Clement Junior James (born 10 March 1981) is an English retired semi-professional footballer who made one appearance in the Football League for Brentford as a left winger. After his release in 2000, he embarked on a career in non-League football.

Career

Brentford 
A left winger or forward, James began his career in the youth system at Brentford and signed a one-year professional contract at the end of the 1998–99 season. He made one appearance for the club, as a late substitute for Lloyd Owusu during a 1–0 Second Division defeat to Stoke City on 8 April 2000. James was released in May 2000 and the 8 minutes he spent on the pitch on his debut makes his one of the shortest Brentford first team careers.

Your tasks.
**a)** In the passage on Clement James, take the part that opens with the words containing "Clement Junior James" and closes with "first team careers.", and write it out again with "left winger" changed to "right winger".
**b)** Translate this sentence from the passage on Clement James into Spanish: "He made one appearance for the club, as a late substitute for Lloyd Owusu during a 1–0 Second Division defeat to Stoke City on 8 April 2000."
**c)** Proceed with the passage on Clement James, picking up right after its final sentence.
The listing that comes next has no role in any of this work.

Data shown.

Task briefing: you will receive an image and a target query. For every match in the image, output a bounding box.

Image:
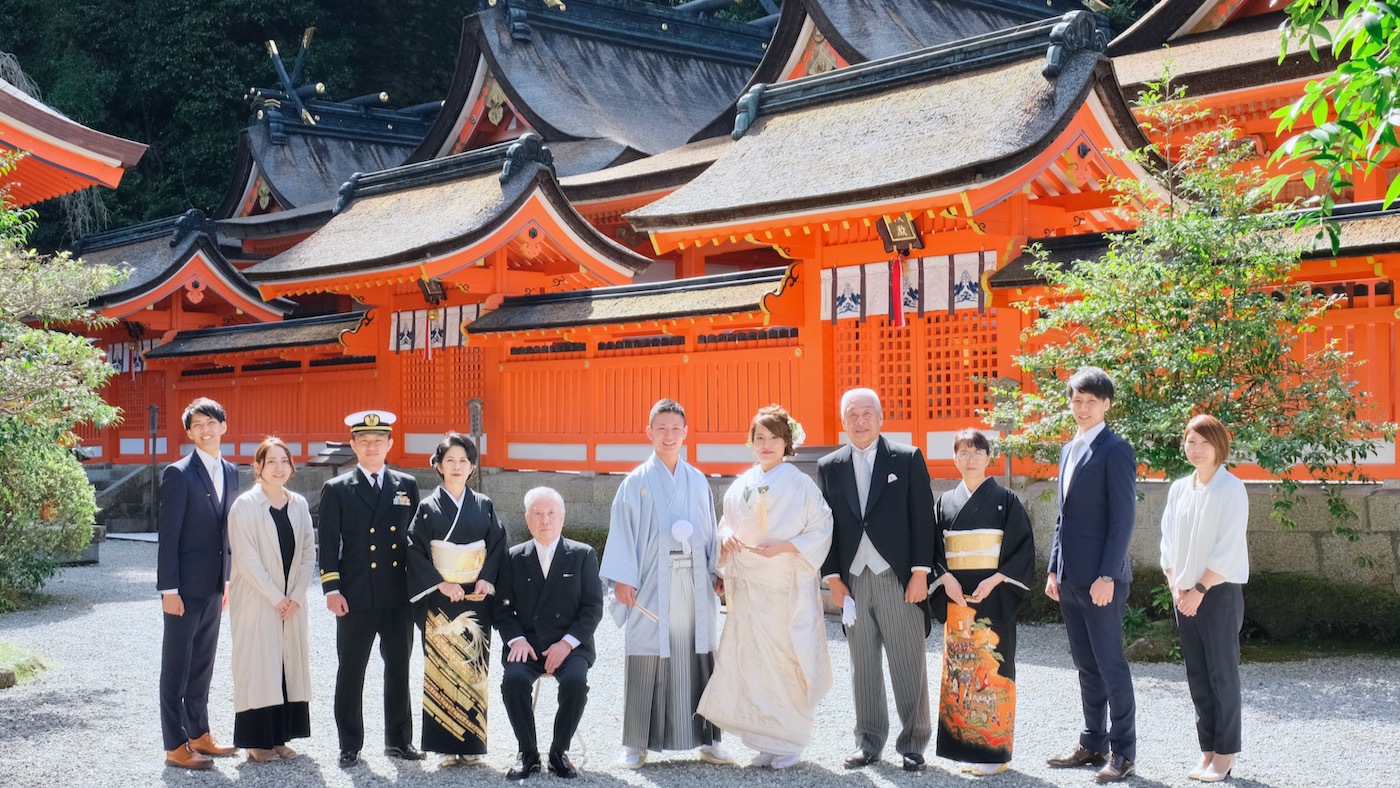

Exercise responses.
**a)**
Clement Junior James (born 10 March 1981) is an English retired semi-professional footballer who made one appearance in the Football League for Brentford as a right winger. After his release in 2000, he embarked on a career in non-League football.

Career

Brentford 
A right winger or forward, James began his career in the youth system at Brentford and signed a one-year professional contract at the end of the 1998–99 season. He made one appearance for the club, as a late substitute for Lloyd Owusu during a 1–0 Second Division defeat to Stoke City on 8 April 2000. James was released in May 2000 and the 8 minutes he spent on the pitch on his debut makes his one of the shortest Brentford first team careers.

**b)** Jugó un único partido con el club, entrando como suplente en los últimos minutos en lugar de Lloyd Owusu durante una derrota por 1-0 ante el Stoke City en la Segunda División el 8 de abril de 2000.

**c)**
Non-League football 
James joined Isthmian League Premier Division club Slough Town on loan in August 2000 and returned to Arbour Park on a permanent basis in August 2001, but suffered a ruptured anterior cruciate ligament in pre-season friendly versus Maidenhead United in 2002. He reunited with his former Slough Town manager Steve Browne at Isthmian League First Division North club Boreham Wood in June 2003. James followed Browne out of Meadow Park when Browne was sacked in January 2004. He finished the 2003–04 season with Burnham, before joining Hayes in time for the beginning of the 2004–05 season. James scored one goal in four appearances before being released in September 2004 and after a brief spell with Hemel Hempstead Town, he moved to Staines Town in February 2005. He remained with Staines Town until 2008 and briefly played for Enfield Town, before moving to Kingstonian in early 2009. He played seven games for the Ks before leaving on 27 July 2009.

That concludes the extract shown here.